● **What is expected**: Locate every line in the records below that contains the string "kindly", matching case exactly, and copy each such line in full.

#### Material supplied ####

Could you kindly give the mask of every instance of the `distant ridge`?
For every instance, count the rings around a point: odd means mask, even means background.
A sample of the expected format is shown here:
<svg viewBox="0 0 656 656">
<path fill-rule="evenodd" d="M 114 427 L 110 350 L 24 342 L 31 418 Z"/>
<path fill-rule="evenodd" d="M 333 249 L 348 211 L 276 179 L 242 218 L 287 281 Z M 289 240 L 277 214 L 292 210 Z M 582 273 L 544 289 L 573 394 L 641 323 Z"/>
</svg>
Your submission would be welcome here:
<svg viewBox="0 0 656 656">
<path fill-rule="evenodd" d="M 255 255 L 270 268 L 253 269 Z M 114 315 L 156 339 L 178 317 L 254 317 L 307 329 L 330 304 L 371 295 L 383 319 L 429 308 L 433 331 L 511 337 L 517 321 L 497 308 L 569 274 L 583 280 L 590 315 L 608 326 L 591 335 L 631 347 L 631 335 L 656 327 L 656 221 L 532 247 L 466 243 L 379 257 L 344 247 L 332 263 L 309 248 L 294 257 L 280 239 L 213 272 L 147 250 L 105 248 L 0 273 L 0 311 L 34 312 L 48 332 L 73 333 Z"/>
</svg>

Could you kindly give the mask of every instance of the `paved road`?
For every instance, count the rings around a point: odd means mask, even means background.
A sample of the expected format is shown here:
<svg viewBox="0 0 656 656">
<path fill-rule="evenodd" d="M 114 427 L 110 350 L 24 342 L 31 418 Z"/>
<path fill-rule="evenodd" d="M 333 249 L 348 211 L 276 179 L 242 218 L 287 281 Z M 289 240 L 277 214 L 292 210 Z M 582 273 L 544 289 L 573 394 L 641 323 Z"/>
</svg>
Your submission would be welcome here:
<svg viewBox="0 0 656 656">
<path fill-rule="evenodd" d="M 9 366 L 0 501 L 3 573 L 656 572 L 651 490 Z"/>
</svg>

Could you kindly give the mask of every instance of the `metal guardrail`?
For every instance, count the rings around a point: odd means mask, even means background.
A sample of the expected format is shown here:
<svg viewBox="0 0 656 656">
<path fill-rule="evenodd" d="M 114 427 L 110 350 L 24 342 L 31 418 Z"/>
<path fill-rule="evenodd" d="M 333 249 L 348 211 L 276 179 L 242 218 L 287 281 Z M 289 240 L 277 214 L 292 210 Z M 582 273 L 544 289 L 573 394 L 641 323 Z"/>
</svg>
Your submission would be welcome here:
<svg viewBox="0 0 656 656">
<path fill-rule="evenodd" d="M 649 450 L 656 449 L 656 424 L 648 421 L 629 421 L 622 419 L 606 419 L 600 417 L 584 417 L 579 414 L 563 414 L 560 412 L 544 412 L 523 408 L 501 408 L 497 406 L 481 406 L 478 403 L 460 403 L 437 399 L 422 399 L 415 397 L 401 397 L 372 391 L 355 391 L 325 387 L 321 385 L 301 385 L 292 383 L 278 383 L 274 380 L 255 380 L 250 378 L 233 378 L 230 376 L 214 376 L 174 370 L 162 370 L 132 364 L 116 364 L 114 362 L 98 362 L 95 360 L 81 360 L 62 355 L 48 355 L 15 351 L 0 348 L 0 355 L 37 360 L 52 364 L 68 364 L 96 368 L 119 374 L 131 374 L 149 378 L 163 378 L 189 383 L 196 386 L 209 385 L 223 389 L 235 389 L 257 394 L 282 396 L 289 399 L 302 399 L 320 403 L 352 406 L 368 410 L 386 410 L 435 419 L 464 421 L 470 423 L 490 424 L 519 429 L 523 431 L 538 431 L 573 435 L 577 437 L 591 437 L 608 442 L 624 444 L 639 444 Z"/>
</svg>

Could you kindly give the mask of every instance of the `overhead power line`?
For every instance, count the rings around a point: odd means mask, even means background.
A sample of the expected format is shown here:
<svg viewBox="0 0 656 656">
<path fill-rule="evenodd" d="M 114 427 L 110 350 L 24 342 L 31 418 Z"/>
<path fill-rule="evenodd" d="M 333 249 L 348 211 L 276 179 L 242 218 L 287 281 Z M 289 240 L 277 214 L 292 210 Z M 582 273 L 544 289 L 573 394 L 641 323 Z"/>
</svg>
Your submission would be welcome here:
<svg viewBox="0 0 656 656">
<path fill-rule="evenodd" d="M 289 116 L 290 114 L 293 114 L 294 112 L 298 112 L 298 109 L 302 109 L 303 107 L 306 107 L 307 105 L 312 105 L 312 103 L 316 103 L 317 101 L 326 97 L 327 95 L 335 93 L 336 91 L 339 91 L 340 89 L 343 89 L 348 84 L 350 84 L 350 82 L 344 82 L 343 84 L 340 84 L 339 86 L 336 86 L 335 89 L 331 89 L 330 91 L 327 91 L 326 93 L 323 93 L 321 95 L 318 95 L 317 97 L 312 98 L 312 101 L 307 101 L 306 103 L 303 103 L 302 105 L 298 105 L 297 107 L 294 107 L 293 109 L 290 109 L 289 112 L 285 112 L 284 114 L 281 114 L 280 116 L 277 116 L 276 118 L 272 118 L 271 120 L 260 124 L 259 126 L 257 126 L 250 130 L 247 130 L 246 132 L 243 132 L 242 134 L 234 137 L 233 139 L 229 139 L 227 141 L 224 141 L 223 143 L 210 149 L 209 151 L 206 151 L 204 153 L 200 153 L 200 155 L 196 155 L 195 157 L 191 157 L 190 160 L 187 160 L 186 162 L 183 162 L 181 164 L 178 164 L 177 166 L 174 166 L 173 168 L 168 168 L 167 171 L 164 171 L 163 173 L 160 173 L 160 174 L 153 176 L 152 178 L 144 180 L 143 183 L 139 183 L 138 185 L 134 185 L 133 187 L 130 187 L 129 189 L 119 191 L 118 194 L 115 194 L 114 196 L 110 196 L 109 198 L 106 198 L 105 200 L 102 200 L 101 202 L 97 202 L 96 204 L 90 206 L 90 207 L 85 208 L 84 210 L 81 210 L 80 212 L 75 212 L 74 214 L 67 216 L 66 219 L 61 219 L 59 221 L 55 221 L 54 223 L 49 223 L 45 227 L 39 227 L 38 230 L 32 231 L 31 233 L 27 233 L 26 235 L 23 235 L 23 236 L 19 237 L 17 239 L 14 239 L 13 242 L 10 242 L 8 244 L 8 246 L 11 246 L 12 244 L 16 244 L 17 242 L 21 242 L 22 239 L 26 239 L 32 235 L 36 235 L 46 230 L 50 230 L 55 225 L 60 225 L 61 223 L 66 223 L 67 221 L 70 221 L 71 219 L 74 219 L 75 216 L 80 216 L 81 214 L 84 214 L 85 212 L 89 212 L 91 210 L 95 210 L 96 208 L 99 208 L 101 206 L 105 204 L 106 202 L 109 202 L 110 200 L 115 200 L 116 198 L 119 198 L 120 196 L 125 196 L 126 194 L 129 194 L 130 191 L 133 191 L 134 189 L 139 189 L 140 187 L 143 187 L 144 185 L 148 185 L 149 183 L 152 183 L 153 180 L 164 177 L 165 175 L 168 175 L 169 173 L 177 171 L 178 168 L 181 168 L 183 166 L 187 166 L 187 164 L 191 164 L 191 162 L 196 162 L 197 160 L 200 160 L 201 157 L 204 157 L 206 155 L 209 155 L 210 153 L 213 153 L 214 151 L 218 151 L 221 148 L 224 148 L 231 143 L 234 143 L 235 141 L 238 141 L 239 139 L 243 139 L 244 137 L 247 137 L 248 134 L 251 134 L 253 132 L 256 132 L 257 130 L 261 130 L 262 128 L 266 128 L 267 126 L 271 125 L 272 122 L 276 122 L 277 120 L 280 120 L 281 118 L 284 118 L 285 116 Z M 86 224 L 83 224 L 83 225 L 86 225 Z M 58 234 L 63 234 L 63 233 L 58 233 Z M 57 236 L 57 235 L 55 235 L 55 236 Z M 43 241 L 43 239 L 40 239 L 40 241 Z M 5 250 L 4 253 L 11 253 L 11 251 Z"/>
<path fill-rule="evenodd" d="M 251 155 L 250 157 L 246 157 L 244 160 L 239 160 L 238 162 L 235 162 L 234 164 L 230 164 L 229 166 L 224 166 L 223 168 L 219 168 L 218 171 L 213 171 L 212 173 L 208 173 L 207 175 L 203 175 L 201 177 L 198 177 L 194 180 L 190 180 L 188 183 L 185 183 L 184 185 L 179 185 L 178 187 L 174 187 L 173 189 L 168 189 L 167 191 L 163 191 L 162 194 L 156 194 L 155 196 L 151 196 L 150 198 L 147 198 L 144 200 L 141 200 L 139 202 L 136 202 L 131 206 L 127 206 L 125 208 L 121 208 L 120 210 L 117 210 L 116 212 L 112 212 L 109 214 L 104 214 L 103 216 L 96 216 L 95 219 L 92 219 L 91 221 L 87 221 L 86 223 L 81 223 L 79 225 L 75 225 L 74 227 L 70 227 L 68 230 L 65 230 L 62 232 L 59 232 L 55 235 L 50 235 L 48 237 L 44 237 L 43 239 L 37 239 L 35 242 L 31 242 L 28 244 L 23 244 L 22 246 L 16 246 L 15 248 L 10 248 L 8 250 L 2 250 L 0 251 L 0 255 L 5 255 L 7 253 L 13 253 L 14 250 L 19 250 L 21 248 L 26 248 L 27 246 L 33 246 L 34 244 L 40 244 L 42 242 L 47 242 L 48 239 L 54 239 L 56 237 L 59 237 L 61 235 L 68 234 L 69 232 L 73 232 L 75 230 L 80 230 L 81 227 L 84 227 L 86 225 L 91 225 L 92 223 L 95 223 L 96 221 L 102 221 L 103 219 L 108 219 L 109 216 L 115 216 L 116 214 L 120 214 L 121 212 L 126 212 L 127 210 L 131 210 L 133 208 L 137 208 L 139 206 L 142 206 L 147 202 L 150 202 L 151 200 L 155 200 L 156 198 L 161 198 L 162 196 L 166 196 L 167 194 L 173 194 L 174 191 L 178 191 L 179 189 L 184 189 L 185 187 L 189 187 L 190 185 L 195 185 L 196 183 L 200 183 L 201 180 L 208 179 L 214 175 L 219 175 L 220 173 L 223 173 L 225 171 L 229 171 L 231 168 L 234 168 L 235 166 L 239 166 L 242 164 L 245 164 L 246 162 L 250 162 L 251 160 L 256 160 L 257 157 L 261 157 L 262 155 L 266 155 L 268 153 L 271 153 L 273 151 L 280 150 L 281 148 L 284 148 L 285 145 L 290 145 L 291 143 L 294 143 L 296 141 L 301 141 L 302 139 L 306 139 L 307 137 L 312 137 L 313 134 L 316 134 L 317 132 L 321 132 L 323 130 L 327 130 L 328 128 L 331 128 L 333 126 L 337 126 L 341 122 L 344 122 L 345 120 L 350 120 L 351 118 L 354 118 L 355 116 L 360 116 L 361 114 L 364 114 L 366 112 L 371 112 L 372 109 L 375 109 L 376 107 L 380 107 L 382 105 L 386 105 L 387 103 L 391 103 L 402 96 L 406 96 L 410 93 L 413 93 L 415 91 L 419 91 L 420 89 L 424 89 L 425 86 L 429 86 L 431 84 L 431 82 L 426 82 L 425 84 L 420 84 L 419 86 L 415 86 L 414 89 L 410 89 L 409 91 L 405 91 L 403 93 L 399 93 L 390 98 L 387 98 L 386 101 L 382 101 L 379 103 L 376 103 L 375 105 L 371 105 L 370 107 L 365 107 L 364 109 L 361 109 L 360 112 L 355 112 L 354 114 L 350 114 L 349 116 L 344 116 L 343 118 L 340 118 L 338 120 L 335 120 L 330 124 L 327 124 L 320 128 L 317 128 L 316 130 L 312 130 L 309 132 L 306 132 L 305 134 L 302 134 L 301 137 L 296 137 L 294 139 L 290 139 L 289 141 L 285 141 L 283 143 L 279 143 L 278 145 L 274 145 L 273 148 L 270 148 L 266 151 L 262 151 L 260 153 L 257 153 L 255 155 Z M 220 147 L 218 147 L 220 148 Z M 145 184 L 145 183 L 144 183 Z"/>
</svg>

####

● **Exercise solution**:
Could you kindly give the mask of every instance of the `distant ridge`?
Could you kindly give the mask of every instance of the `paved road`?
Could you kindly give the mask of every instance of the `metal guardrail`?
Could you kindly give the mask of every instance of the `overhead power line`?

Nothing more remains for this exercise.